___ Data section ___
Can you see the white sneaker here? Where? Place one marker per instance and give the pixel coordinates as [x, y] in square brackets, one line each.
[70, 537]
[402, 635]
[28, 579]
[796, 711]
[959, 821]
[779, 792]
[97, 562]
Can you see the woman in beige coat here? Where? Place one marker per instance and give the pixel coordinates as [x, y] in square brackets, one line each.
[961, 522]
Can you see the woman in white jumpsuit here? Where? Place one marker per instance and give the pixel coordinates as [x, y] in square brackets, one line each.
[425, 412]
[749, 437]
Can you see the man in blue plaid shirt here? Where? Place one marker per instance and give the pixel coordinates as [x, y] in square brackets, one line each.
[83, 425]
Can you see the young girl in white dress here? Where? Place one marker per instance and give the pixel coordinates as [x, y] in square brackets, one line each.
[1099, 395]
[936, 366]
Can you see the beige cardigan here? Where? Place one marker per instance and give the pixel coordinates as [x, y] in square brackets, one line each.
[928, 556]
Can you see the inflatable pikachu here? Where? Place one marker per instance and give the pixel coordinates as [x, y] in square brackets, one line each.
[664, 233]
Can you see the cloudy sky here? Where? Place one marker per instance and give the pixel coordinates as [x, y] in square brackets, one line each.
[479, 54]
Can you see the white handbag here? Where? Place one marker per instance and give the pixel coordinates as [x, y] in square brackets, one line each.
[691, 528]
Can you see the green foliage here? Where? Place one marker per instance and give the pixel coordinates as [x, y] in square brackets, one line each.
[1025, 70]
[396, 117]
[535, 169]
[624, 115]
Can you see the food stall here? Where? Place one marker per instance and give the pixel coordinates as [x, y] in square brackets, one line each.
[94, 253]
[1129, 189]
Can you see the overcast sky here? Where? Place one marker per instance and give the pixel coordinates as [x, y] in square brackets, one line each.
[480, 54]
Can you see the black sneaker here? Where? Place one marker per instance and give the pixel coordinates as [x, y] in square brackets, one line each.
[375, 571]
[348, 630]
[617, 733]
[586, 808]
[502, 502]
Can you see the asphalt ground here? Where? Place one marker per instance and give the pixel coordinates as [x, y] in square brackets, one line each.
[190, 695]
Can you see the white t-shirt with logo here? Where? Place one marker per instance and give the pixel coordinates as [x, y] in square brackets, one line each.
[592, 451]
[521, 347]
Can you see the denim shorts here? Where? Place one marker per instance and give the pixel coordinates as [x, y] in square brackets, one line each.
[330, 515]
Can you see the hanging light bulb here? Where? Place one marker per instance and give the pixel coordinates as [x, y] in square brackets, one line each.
___
Task requirements: Copy every one of the entries above word for word, keeping each line as it stands.

Full solution:
Can you see the white sneaker here? Where? Place one marker per instance and give the pixel coordinates as [x, y] in square brackets, one line each.
[70, 537]
[402, 635]
[28, 579]
[796, 711]
[959, 821]
[779, 792]
[97, 562]
Can you see the woman in beige coat here? Where? Place one marker per instance and give the pixel coordinates as [x, y] in square brackets, one line each.
[961, 522]
Can you see the woman in white jumpsuit here? Where? Place one marker per instance and give the pixel coordinates as [x, y] in square brackets, one line each.
[425, 412]
[749, 437]
Can you see the man in blue plaid shirt here? Where? Place one marker per instance and give the pixel coordinates as [x, y] in square brackets, one line each.
[83, 425]
Can you see the young girl in white dress here? Where? Place one marker per instance and give the pixel coordinates as [x, y] in square brackets, one line each.
[1099, 395]
[936, 366]
Can you see the beige cardigan here? Where? Place one marker per instance and give the pixel coordinates as [x, y] in square brackets, one line each.
[928, 556]
Can you see the inflatable pikachu here? Where? Place one marker per instance and give the pixel coordinates as [x, y] in square brackets, one line each.
[664, 233]
Can you see the cloudy sky here? Where? Place one marker per instance and give the pixel coordinates as [x, y] in square brackets, one line each.
[479, 54]
Can you see the white handbag here? Where? Place one marker per instance and give the pixel coordinates as [x, y] in square brackets, one line each.
[691, 528]
Can you see the green foliage here? Where? Place one marker per instance and give the pixel coordinates as [x, y] in square brackets, one line each.
[1025, 70]
[396, 117]
[535, 169]
[624, 115]
Can you see the food stall here? Where? Place one marker per instance and give the pixel coordinates as [x, y] in square brackets, one line each.
[94, 253]
[1129, 189]
Can you see the overcast sky here? Where? Place one marker per instance and give the pixel coordinates as [x, y] in square brackets, one line each.
[480, 54]
Can you see the black sneaker here? Where? Place one marker per instance and give the pixel coordinates as [x, y] in square brackets, one line each.
[375, 571]
[348, 630]
[617, 733]
[586, 808]
[502, 502]
Can you see the asphalt ground here? Where? Place one marker per instance and give the pixel coordinates as [x, y] in square brackets, one line each.
[190, 695]
Can you see the white t-shirt with logo here? Where? Place one marker per instance and give the pixel coordinates as [x, y] in square brackets, one line each.
[592, 451]
[521, 347]
Can you see the denim shorts here? Where? Place one marker per instance and give the pixel coordinates as [x, y] in square brackets, one line each.
[330, 515]
Can you see the hanging light bulb here? Where? Place one marker per instance and give the pixel coordinates as [x, y] in square brackets, one line each.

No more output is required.